**WHAT YOU NEED TO DO**.
**1.** Output the part of the piece on marketing and stereotypes that starts at "For example; I" and ends at "of Canadian weather.", copied word for word.
**2.** Gather every line of the listing below that contains the string "right", copying each line in full. Case counts.

Marketing the Stereotype

So much of the marketing focus; is creating a campaign that appeals to a targeted audience. The consumer decision making process follows a stereotypical problem recognition, information search, alternative evaluation, purchase decision, and post purchase evaluation.

Marketing is a guesstimating science that attempts to play to the specific "interests" of a target audience.

In short; although marketers will cringe at my definition, marketing is the series of actions a company strategically research and execute to best reach the ideal target market. Marketing is a process that centralizes the concepts of assumptions, stereotypes, and an inherent desire for both consumers and the company to be realized as an ideal version of oneself. I love marketing, I love the ability to craft messages unique for a particular audience. I am interested in the social science, of being able to profile an audience.

Stereotypes are generalizations about the typical characteristics of a person or  a group based on their appearance, place of origin, education, and or employment. Stereotypes are how we innately classify and catalogue our surroundings.

For example; I have believe that California is always sunny and a perfect 80 degrees.

As a Canadian I find this commercial hilarious, as it plays of the stereotype of Canadian weather. 

Stereotypes have been villainized as a judgmental categorical internal physche library Dewey Decimal system. We are warned about the dangers of stereotyping in grade school. Crafting conclusions based on stereotypes is a flawed and societal dangerous process. Especially if the stereotypes play to a negative image.

Ironically, on the positive, when a marketer plays to affect a desired psychosocial consequence the campaign will be crafted to play to an idealized stereotype. As a consumers, we are comfortable with stereotypes that portray a lifestyle we aspire to achieve. The use of celebrity endorsement and geographic marketing techniques have been successful because they play to an inherit wish for personal recognition, while poking fun at the present short comings.

Marketing is subjective, and will always be victim of criticism and false advertisements. As consumers, I believe that we demand and find comfort in the embellished stereotypes. As consumers we like stereotypes, until they push to far and offend a very real insecurity with in us.

Source data
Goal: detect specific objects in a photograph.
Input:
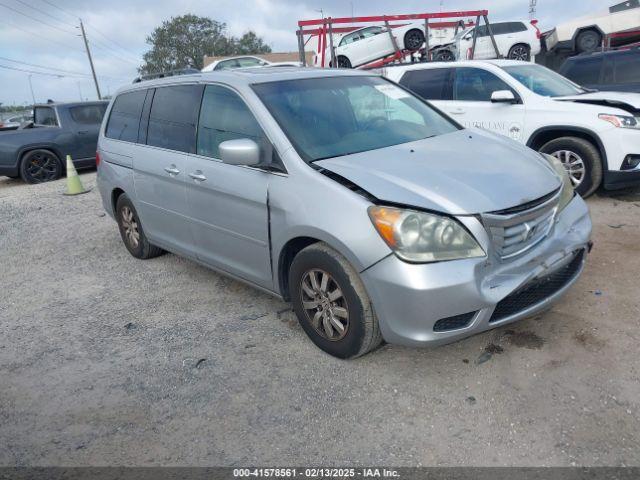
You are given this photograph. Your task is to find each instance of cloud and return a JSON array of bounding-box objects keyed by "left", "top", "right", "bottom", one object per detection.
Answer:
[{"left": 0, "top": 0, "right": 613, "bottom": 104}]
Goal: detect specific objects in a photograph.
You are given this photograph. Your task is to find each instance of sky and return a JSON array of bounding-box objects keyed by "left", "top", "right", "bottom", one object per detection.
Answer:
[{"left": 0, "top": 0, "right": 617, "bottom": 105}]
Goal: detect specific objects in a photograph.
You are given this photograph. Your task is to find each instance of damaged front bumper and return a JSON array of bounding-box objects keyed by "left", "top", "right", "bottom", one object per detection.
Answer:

**SOLUTIONS TO THE EXERCISE**.
**1.**
For example; I have believe that California is always sunny and a perfect 80 degrees.

As a Canadian I find this commercial hilarious, as it plays of the stereotype of Canadian weather.

**2.**
You are given this photograph. Your task is to find each instance of cloud and return a JSON array of bounding-box objects keyed by "left", "top", "right", "bottom", one object per detection.
[{"left": 0, "top": 0, "right": 613, "bottom": 104}]
You are given this photograph. Your task is to find each instance of sky and return a JSON array of bounding-box objects keyed by "left", "top", "right", "bottom", one object per detection.
[{"left": 0, "top": 0, "right": 617, "bottom": 105}]
You are given this photograph. Your task is to find each instance of damaged front bumper and return a JSON array of bounding-box objects keyed by "left", "top", "right", "bottom", one object per detection.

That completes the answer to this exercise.